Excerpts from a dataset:
————————

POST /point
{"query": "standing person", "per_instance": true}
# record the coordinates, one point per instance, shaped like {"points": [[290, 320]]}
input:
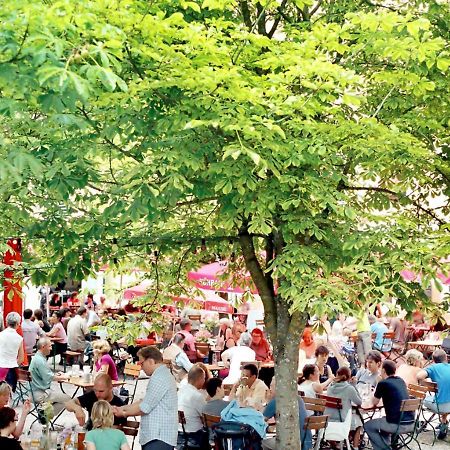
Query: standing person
{"points": [[59, 333], [42, 377], [55, 301], [260, 346], [159, 408], [364, 341], [392, 390], [379, 329], [73, 300], [38, 315], [439, 372], [12, 350], [103, 436], [7, 428], [180, 362], [234, 356], [90, 303], [341, 388], [31, 331]]}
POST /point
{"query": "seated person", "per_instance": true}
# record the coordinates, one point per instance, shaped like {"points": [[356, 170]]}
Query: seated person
{"points": [[103, 363], [309, 382], [42, 377], [439, 373], [341, 388], [103, 390], [181, 364], [414, 363], [192, 402], [372, 373], [103, 436], [321, 355], [270, 411], [216, 393], [7, 428], [379, 328], [307, 343], [5, 396], [392, 390], [249, 390], [234, 356]]}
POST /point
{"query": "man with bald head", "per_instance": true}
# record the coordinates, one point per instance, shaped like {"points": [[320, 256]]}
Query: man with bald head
{"points": [[103, 390]]}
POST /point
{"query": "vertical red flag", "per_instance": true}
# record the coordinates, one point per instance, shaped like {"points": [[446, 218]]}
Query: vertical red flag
{"points": [[12, 294]]}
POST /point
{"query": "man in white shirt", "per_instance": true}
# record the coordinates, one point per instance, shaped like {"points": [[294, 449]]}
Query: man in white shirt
{"points": [[31, 331], [191, 401], [234, 356], [249, 390]]}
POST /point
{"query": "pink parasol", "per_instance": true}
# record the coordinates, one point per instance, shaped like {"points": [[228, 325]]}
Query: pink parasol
{"points": [[211, 277]]}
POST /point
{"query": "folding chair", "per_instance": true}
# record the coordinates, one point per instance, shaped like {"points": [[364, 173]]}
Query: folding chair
{"points": [[255, 363], [130, 428], [187, 444], [24, 391], [337, 431], [401, 439], [209, 420], [318, 424], [316, 405], [388, 338], [433, 390]]}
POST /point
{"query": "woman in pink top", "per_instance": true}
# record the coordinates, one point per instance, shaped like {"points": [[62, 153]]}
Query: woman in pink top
{"points": [[58, 333], [103, 361]]}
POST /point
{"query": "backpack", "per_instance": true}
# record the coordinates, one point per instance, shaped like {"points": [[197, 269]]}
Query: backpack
{"points": [[235, 436]]}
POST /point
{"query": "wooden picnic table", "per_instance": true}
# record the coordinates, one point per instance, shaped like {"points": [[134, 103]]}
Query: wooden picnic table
{"points": [[82, 383]]}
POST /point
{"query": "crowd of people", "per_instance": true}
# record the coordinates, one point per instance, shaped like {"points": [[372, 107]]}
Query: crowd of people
{"points": [[346, 359]]}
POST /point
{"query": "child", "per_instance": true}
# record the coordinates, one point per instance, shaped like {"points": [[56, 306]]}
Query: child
{"points": [[103, 436]]}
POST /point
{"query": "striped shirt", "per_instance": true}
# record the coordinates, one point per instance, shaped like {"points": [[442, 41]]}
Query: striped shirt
{"points": [[160, 409]]}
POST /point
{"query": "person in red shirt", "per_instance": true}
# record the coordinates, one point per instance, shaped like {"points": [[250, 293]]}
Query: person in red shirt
{"points": [[260, 346]]}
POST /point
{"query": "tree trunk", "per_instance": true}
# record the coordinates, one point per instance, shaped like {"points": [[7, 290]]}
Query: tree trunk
{"points": [[284, 331], [286, 365]]}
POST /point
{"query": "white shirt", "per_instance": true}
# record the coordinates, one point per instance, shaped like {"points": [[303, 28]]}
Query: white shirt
{"points": [[31, 331], [191, 402], [237, 355], [10, 342]]}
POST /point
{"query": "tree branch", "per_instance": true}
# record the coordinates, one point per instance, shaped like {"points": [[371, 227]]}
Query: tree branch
{"points": [[397, 195]]}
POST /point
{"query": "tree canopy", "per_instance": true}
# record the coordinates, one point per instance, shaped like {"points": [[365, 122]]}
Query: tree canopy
{"points": [[309, 138]]}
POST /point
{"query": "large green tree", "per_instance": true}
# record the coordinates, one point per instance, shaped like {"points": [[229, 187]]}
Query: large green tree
{"points": [[302, 137]]}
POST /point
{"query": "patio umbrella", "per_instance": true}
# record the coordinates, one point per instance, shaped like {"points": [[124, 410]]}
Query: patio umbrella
{"points": [[211, 277]]}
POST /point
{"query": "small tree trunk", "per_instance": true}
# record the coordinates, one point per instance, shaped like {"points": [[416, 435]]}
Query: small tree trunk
{"points": [[286, 365]]}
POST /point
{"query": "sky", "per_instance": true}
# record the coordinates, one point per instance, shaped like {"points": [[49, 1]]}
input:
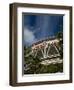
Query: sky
{"points": [[38, 27]]}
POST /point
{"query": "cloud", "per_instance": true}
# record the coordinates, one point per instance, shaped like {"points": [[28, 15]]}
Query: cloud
{"points": [[29, 37]]}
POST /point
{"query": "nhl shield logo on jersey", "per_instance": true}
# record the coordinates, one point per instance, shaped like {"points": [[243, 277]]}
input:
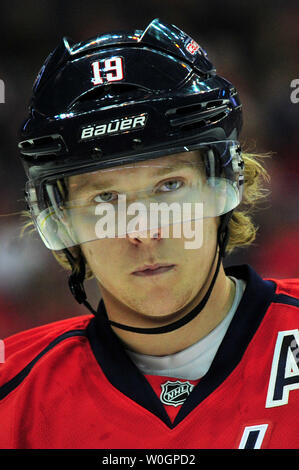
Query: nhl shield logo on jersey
{"points": [[175, 393]]}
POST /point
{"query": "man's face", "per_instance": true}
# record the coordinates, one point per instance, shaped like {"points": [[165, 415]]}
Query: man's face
{"points": [[119, 263]]}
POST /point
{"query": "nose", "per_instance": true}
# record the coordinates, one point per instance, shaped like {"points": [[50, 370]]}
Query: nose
{"points": [[138, 237]]}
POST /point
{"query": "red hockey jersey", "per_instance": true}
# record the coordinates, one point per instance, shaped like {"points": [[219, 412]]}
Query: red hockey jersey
{"points": [[71, 385]]}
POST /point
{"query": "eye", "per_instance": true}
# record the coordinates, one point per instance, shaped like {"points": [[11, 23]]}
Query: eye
{"points": [[171, 185], [106, 197]]}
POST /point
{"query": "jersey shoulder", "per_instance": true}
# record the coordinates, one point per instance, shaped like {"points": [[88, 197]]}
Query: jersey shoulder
{"points": [[21, 350], [287, 291]]}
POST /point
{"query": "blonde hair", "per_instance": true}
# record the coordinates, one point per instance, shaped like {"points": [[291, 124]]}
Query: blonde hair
{"points": [[242, 229]]}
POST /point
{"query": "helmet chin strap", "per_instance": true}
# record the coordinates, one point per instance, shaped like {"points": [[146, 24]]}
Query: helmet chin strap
{"points": [[76, 280]]}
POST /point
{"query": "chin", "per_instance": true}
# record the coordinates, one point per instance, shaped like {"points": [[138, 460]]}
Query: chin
{"points": [[159, 307]]}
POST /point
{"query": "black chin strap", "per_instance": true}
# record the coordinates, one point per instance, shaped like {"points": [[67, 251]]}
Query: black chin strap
{"points": [[76, 281]]}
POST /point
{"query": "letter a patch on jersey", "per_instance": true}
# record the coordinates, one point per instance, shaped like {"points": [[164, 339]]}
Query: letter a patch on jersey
{"points": [[285, 368]]}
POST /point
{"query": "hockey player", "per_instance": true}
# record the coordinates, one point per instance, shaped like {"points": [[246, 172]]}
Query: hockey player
{"points": [[180, 353]]}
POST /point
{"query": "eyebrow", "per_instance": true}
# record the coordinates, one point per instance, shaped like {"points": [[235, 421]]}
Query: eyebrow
{"points": [[109, 182]]}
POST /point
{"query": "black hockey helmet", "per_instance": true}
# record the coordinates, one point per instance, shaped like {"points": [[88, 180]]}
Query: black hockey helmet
{"points": [[127, 97]]}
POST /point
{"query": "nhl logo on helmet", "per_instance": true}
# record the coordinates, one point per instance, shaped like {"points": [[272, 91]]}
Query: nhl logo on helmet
{"points": [[175, 393]]}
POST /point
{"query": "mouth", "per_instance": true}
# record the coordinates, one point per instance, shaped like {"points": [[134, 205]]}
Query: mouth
{"points": [[153, 269]]}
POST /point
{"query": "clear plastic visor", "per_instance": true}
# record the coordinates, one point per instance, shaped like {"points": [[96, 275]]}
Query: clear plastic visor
{"points": [[141, 199]]}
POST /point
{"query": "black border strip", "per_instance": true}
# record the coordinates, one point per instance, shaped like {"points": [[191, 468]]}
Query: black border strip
{"points": [[18, 379]]}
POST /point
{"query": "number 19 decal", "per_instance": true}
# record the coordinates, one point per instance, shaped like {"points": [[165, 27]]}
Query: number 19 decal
{"points": [[112, 68]]}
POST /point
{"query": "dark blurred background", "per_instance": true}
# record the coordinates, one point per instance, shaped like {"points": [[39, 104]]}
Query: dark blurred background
{"points": [[253, 43]]}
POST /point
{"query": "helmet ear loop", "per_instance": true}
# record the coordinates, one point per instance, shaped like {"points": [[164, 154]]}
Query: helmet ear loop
{"points": [[76, 279], [223, 233]]}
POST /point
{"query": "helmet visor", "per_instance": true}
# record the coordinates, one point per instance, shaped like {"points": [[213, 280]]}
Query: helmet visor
{"points": [[163, 194]]}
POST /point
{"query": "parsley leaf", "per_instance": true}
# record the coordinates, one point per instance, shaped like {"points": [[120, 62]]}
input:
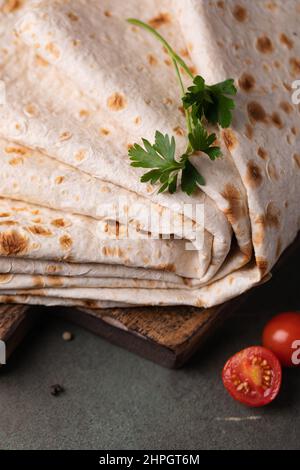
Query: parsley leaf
{"points": [[165, 169], [202, 103], [212, 102], [191, 178]]}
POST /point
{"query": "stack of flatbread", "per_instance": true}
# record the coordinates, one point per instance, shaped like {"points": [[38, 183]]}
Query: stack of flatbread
{"points": [[79, 86]]}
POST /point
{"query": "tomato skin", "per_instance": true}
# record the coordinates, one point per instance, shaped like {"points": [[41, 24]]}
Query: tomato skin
{"points": [[279, 335], [244, 376]]}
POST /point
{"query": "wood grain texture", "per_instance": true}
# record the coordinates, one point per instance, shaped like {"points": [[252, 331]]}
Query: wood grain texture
{"points": [[166, 335]]}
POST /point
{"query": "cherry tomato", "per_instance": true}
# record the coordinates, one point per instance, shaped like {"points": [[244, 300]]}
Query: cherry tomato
{"points": [[282, 336], [253, 376]]}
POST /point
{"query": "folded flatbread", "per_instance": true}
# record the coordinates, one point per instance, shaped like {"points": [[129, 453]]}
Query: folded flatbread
{"points": [[81, 86]]}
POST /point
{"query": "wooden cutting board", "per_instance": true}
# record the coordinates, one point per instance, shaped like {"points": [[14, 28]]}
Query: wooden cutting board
{"points": [[166, 335]]}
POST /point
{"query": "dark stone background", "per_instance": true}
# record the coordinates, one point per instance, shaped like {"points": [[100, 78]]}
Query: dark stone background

————————

• **What is required**
Your response should be each line that includes the word "stone", copied from the records.

• **Answer space**
{"query": "dark stone background", "per_instance": true}
Query: dark stone background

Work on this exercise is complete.